INSTRUCTIONS TO FOLLOW: Output the records precisely as they stand. Pictures are to be skipped.

*** DATA TO PROCESS ***

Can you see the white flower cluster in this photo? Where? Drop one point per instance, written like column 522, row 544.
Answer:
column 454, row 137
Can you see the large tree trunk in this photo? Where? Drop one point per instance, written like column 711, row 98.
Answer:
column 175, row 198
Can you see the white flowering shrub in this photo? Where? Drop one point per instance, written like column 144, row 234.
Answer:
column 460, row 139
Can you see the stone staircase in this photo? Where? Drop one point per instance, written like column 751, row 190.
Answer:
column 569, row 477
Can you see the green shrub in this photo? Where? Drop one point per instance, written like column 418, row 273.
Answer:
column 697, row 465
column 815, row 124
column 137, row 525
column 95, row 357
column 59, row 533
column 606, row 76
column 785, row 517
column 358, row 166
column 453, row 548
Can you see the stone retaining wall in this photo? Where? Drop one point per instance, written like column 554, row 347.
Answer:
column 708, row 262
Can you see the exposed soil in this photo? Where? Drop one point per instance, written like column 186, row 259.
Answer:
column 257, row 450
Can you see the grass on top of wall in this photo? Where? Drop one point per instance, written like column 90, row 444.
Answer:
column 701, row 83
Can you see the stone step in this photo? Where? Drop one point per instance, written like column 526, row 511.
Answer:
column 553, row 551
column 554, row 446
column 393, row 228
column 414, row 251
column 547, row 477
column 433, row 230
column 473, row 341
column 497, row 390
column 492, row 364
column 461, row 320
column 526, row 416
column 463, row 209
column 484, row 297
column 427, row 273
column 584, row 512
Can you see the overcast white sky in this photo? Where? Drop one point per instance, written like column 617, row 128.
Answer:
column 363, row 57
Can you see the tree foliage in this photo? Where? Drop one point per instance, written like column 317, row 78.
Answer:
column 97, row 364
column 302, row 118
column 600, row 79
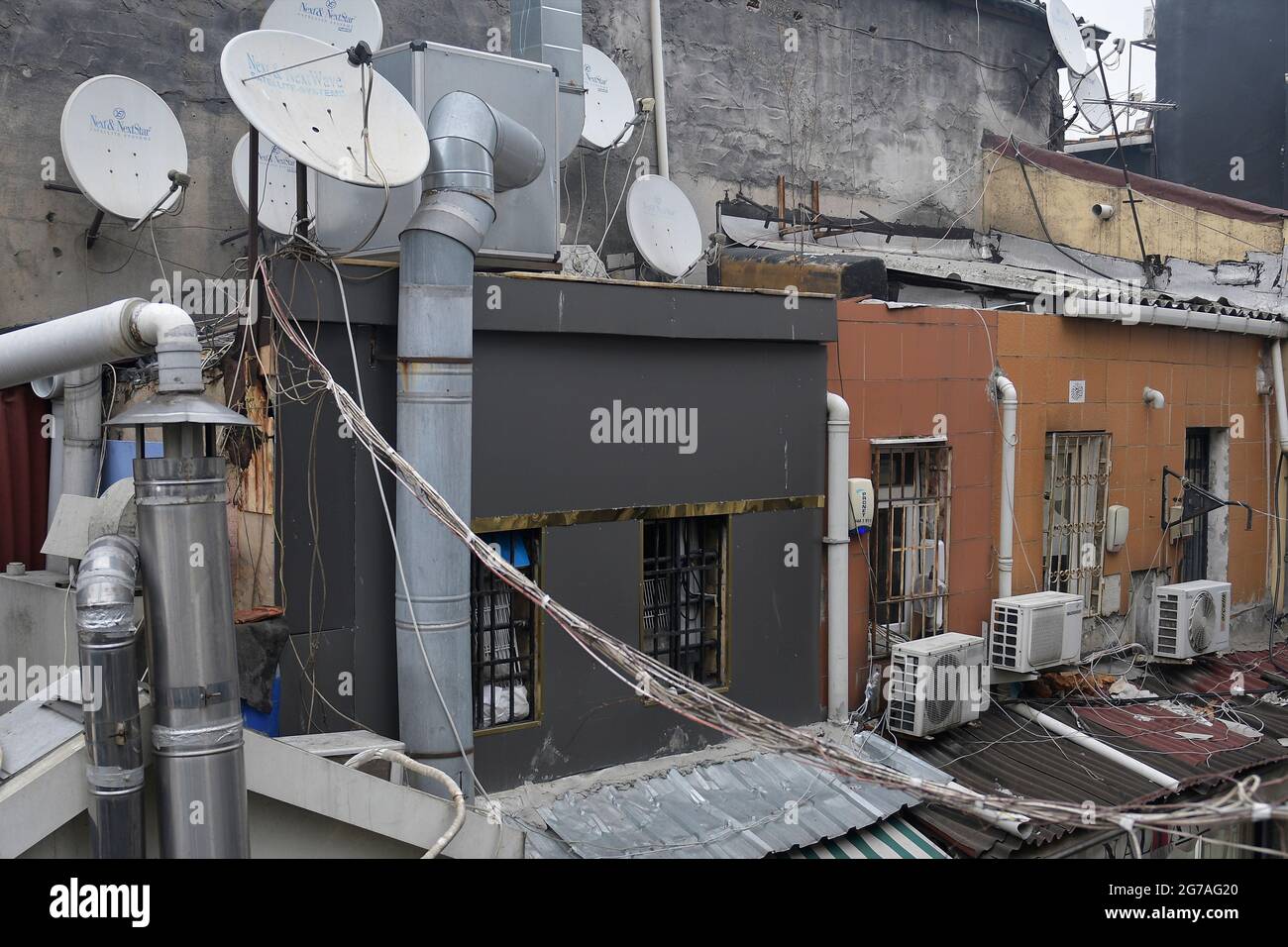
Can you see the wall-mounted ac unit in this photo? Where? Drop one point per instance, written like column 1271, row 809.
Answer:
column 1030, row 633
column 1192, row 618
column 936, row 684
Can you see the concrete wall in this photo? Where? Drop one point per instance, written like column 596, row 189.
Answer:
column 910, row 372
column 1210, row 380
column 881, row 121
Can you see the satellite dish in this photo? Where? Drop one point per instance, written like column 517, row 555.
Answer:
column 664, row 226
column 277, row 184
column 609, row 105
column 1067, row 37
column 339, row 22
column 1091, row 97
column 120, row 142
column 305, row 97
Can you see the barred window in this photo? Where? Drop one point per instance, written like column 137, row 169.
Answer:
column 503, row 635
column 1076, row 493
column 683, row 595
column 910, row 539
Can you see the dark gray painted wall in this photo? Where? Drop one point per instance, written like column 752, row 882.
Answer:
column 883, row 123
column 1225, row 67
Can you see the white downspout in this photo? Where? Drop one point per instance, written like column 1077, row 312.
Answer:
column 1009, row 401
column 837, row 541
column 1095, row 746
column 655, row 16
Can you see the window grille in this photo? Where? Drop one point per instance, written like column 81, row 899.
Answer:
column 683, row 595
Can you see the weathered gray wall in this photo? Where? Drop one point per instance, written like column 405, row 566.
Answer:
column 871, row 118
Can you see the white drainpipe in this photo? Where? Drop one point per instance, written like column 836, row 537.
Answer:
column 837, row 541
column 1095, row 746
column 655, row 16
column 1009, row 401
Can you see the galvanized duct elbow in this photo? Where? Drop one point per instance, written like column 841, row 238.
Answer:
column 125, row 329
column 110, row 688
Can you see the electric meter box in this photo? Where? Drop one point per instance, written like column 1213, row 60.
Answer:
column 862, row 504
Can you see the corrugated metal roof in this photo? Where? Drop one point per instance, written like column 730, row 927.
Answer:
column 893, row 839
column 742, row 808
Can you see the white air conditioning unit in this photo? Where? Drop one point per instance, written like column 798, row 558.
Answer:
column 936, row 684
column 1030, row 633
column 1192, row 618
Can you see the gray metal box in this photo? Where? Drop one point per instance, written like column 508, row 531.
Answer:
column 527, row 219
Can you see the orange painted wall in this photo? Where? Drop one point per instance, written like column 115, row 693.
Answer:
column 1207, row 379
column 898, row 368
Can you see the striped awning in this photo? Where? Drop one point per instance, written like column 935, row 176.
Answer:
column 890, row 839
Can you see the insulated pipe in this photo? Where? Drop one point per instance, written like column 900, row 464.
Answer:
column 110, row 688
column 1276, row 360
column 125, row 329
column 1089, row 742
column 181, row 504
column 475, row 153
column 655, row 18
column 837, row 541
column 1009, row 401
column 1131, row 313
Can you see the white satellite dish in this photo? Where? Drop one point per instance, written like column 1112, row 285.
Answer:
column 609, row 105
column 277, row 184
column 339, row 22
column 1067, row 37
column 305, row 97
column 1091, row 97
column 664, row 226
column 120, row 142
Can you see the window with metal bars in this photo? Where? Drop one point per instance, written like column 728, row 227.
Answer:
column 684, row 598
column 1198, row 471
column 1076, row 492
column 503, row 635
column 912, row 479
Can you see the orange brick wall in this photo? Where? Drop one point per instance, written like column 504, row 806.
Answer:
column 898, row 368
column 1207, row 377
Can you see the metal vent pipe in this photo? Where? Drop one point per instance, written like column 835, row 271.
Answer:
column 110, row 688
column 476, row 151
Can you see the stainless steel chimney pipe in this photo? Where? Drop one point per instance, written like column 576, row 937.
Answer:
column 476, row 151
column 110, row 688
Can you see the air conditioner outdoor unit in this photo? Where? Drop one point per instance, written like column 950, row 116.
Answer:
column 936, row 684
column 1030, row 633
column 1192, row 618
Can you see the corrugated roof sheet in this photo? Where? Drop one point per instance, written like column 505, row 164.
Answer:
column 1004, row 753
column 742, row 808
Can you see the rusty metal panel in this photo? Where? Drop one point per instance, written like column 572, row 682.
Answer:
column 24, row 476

*** End of DATA TO PROCESS ***

OUTPUT FOR THIS EXERCISE:
Can you see the white flower cluster in this photo? Where? Drop one point per instance, written like column 522, row 544.
Answer:
column 454, row 137
Can you see the large tree trunk in this photo? Where? Drop one point per instance, written like column 711, row 98.
Answer:
column 175, row 198
Can you see the white flowering shrub in this photo? Where? Drop one point per instance, written like column 144, row 234.
Answer:
column 460, row 139
Can you see the stone staircase in this photo? Where? Drop one point per instance, written like column 751, row 190.
Answer:
column 569, row 477
Can you see the green shrub in this photo? Where? Drop one point per instance, written like column 418, row 273.
Answer:
column 697, row 465
column 815, row 124
column 137, row 525
column 95, row 357
column 59, row 533
column 606, row 76
column 785, row 517
column 358, row 166
column 453, row 548
Can you see the stone retaining wall in this photo? Where? Drop one point per instance, written like column 554, row 347.
Answer:
column 708, row 262
Can you see the exposed soil in this photo? Where? Drop one point per instance, written like column 186, row 259.
Answer:
column 257, row 450
Can you see the grass on top of wall in this photo? Where? Drop one point per instance, written like column 90, row 444.
Answer:
column 701, row 83
Can you see the stone step in this photo? Where? Drop one point per instance, written like column 526, row 511.
Answer:
column 553, row 551
column 554, row 446
column 393, row 228
column 414, row 251
column 547, row 477
column 433, row 230
column 473, row 341
column 497, row 390
column 492, row 364
column 461, row 320
column 526, row 416
column 463, row 209
column 484, row 297
column 427, row 273
column 584, row 512
Can you see the overcast white sky in this photo? Where? Drop one point per instance, written like column 617, row 128.
Answer:
column 363, row 57
Can you see the tree foliage in this photo? Where? Drop one point per instance, written like column 317, row 78.
Answer:
column 97, row 364
column 302, row 118
column 600, row 79
Can you see the wall-mounted ac unit in this photo? Where? Drop one point per instance, written like column 1271, row 809.
Answer:
column 1030, row 633
column 1192, row 618
column 936, row 684
Can you see the concrete wall in this photo? Where? Drop one point per instance, written like column 596, row 189.
Answer:
column 910, row 372
column 1210, row 380
column 881, row 121
Can you see the satellite dish in this photo? Where? Drop one point per instance, written like column 517, row 555.
Answer:
column 664, row 226
column 277, row 184
column 609, row 105
column 1067, row 37
column 339, row 22
column 1091, row 97
column 120, row 142
column 305, row 97
Can you see the barred window in this photo? Where? Drop one point per instance, written like column 137, row 169.
Answer:
column 503, row 635
column 1076, row 493
column 683, row 595
column 910, row 539
Can you see the dark gray painted wall in this photo? Where? Drop one point per instance, written like column 752, row 882.
Answer:
column 883, row 123
column 1225, row 67
Can you see the white downspout in this photo? Where? Drop one point per instance, written like column 1077, row 312.
Answer:
column 1009, row 401
column 837, row 541
column 1095, row 746
column 655, row 16
Can you see the window grille in this photo? Where? Drop one point per instance, written like column 81, row 899.
Answer:
column 683, row 595
Can you see the weathered gray wall in this photo? Where? Drop one point per instance, written like column 405, row 566.
Answer:
column 871, row 118
Can you see the white drainpipe in this photo? Where? Drop one point per instance, written like column 836, row 537.
Answer:
column 837, row 541
column 1095, row 746
column 655, row 16
column 1009, row 401
Can you see the galvanized duct elbow in this photo? Where? Drop one point per instance, written like column 841, row 238.
Answer:
column 125, row 329
column 110, row 688
Can you see the electric meter box in this photo? Where? Drop one point per instance, written like column 1213, row 60.
Answer:
column 862, row 504
Can you see the corrugated metal roof in this photo? Where? Drop one point per instance, written like column 730, row 927.
Answer:
column 893, row 839
column 742, row 808
Can you see the white air conditioning unit in this photo? Where? Drop one point per instance, written like column 798, row 558.
Answer:
column 936, row 684
column 1030, row 633
column 1192, row 618
Can you see the gray metal box in this photo? Where? Drop one point per instance, written like column 508, row 531.
Answer:
column 527, row 219
Can you see the orange painted wall in this photo? Where? Drop one point per instance, written like column 115, row 693.
Answer:
column 1207, row 379
column 898, row 368
Can you see the striped awning in this photo? Where? Drop one point per instance, written like column 935, row 176.
Answer:
column 890, row 839
Can you see the insulated pipe in this photo? Where? Drop one point per instance, written like column 900, row 464.
Answer:
column 110, row 688
column 1276, row 360
column 125, row 329
column 1089, row 742
column 181, row 504
column 475, row 153
column 655, row 18
column 837, row 541
column 1009, row 401
column 1131, row 313
Can you see the white satellite dish in this photo? Where? Drop one point per instance, written like column 1112, row 285.
Answer:
column 609, row 105
column 277, row 184
column 339, row 22
column 1067, row 37
column 305, row 97
column 1091, row 97
column 664, row 226
column 120, row 142
Can you see the window with metal bars in this photo? Where? Drop one point per instance, written like column 728, row 227.
Answer:
column 684, row 598
column 1198, row 471
column 1076, row 492
column 503, row 635
column 912, row 479
Can you see the orange brick wall in this photo? Where? Drop one point per instance, written like column 504, row 806.
Answer:
column 898, row 368
column 1207, row 377
Can you see the metal vent pipe in this photo? Where? Drop one point per instance, written like column 835, row 271.
Answer:
column 110, row 688
column 476, row 151
Can you see the stainless steel chimney pipe in this photo? Where? Drop one point per instance, written like column 576, row 937.
Answer:
column 476, row 151
column 110, row 688
Can you see the air conditioner outdoor unit in this photo? Where? Drop one point per instance, written like column 950, row 116.
Answer:
column 936, row 684
column 1030, row 633
column 1192, row 618
Can you see the corrugated roof sheet in this photo? Where? Drop one point per instance, written like column 505, row 164.
Answer:
column 1004, row 753
column 742, row 808
Can you see the rusty metal panel in this photo? Where? Drop one point per instance, written like column 572, row 682.
Answer:
column 24, row 476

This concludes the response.